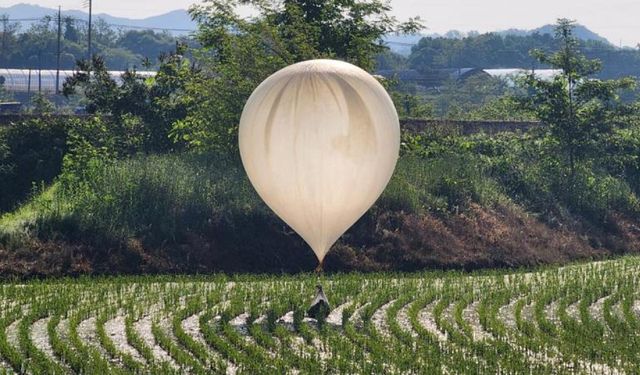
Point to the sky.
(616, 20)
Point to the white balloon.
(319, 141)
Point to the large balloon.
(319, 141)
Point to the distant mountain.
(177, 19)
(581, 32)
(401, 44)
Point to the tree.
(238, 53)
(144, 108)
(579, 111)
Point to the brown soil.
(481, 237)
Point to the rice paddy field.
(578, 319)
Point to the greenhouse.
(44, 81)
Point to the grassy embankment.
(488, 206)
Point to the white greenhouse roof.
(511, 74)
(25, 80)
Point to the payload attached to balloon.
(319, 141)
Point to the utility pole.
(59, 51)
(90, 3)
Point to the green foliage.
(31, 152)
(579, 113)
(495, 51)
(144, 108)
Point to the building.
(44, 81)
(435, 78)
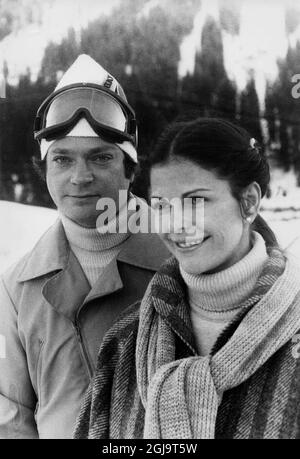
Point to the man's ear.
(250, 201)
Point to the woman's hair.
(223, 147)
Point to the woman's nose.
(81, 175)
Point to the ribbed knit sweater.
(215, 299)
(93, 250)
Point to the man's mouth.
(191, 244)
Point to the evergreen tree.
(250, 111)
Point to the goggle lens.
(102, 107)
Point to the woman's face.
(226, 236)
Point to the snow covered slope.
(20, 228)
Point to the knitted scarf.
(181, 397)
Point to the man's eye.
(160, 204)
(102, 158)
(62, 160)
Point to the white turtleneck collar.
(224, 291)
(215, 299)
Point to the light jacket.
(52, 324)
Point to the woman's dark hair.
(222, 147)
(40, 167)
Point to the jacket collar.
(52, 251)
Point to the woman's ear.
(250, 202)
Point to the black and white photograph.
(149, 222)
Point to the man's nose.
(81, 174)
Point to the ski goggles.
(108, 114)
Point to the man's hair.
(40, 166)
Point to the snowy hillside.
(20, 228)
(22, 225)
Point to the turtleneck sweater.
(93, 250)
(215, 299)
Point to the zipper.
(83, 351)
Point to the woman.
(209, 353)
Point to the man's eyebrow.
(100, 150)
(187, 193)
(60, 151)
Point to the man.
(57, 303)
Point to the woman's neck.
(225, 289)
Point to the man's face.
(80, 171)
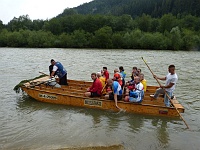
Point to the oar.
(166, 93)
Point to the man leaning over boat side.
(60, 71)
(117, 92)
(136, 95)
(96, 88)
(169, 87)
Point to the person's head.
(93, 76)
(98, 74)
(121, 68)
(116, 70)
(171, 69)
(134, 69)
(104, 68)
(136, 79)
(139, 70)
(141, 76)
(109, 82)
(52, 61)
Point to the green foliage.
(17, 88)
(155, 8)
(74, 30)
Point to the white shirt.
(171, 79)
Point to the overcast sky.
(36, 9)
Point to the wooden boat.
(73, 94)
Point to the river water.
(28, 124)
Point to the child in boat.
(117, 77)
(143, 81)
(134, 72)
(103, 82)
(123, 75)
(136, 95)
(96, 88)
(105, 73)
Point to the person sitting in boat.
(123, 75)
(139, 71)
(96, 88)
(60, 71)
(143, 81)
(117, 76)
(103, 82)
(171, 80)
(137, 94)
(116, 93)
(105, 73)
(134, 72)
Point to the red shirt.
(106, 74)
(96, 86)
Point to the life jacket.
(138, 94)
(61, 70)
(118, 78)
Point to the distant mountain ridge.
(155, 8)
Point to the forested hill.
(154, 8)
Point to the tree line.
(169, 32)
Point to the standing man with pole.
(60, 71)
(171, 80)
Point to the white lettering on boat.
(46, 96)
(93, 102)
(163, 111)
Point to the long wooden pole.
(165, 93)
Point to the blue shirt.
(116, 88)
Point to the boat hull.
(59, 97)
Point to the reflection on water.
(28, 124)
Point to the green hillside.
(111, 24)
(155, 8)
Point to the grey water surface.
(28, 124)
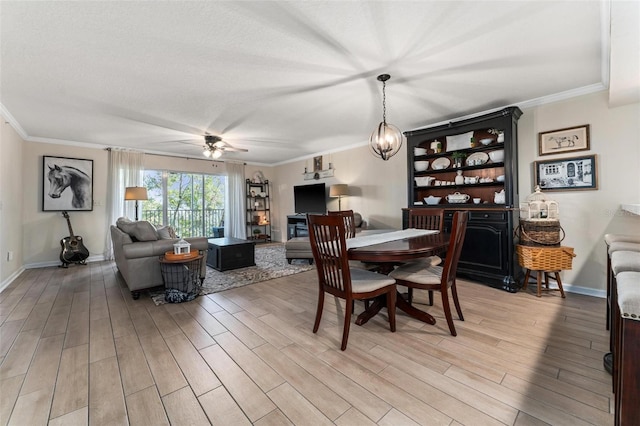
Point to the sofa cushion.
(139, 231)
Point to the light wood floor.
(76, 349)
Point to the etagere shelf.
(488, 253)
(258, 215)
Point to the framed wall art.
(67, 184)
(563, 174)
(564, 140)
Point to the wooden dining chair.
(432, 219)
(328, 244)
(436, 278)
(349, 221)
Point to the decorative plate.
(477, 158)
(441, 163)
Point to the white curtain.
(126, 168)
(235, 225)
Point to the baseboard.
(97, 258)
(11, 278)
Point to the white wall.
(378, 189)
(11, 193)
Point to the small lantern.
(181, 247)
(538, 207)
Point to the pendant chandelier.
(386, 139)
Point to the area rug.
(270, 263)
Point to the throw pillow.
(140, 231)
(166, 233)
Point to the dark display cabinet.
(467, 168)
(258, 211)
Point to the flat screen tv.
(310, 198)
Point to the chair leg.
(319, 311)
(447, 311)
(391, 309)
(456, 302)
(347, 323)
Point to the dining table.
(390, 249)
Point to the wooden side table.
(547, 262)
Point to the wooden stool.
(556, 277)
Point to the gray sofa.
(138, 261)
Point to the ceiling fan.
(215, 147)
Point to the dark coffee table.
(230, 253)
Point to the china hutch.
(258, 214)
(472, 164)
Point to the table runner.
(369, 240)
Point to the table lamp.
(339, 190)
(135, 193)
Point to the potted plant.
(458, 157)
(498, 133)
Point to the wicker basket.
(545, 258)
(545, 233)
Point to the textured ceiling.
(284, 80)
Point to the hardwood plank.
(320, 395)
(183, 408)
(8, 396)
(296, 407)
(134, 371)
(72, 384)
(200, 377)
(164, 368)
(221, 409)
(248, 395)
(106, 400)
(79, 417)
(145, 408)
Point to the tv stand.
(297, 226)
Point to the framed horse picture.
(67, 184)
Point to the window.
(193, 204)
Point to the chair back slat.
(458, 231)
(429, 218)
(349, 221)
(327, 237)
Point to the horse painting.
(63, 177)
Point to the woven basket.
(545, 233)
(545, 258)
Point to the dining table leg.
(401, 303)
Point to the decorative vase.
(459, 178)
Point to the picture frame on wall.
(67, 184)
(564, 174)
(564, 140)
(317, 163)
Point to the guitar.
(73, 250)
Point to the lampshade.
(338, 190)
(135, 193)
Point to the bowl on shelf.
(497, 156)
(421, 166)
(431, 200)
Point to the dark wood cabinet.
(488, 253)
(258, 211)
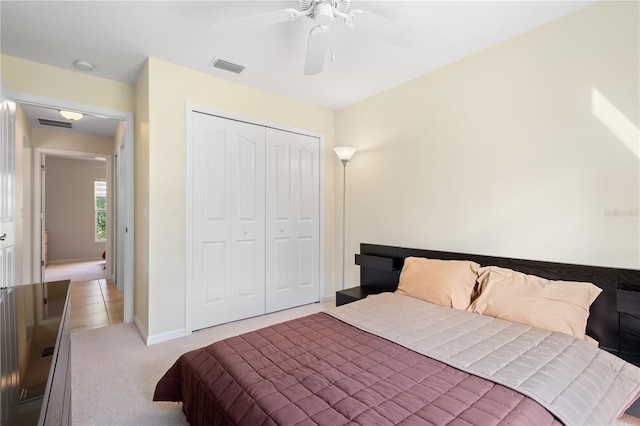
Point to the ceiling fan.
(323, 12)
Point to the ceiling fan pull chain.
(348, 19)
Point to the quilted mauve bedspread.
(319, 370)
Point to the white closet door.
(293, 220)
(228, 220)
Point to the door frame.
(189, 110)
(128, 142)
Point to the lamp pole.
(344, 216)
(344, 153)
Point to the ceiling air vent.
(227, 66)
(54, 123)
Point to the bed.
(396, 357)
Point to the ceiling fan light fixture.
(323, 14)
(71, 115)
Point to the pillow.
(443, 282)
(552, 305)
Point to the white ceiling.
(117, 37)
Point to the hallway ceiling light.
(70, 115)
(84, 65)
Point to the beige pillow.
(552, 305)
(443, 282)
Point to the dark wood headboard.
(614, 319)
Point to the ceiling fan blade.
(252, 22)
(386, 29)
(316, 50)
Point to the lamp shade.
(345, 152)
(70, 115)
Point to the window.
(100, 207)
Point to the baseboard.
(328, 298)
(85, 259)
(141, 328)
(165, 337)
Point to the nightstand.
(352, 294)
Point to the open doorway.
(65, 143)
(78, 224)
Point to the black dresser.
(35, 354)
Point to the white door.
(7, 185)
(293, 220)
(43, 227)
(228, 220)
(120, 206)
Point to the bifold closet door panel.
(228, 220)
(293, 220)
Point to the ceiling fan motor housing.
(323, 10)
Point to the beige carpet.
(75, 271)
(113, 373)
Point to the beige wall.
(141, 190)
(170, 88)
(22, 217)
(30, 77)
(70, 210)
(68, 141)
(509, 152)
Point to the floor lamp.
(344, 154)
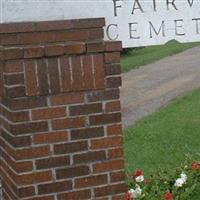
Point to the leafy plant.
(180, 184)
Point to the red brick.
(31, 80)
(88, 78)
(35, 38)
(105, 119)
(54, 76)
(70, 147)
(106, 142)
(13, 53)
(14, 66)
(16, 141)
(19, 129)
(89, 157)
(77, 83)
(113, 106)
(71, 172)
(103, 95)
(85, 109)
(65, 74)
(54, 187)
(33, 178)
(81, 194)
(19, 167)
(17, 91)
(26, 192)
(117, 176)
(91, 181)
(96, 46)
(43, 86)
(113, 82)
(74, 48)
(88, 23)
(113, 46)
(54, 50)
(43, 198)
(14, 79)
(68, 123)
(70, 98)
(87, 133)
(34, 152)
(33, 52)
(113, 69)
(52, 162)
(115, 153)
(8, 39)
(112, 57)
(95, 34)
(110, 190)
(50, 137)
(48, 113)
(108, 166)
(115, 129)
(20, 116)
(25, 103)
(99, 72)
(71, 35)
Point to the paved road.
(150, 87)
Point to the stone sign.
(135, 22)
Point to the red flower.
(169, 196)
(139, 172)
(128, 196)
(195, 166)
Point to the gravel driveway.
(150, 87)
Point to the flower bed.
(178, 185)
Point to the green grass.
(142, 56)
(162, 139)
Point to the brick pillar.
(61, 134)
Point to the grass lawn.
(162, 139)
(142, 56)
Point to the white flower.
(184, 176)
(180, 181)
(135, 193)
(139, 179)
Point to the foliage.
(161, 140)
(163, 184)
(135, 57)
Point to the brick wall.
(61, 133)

• What this task involves: Return exactly the lines from the one containing "Point to the red flower." to the last line of the data, and nothing more.

• Output of the exercise:
Point to the red flower.
(169, 196)
(139, 172)
(128, 196)
(195, 166)
Point to the gravel driveway.
(150, 87)
Point to the flower bed.
(178, 185)
Point to the green grass.
(142, 56)
(162, 139)
Point to the brick pillar.
(61, 134)
Point to the grass lawn.
(162, 139)
(142, 56)
Point to the white flower.
(184, 176)
(180, 181)
(135, 193)
(139, 179)
Point to the foliage.
(161, 140)
(163, 184)
(135, 57)
Point to the brick wall.
(61, 133)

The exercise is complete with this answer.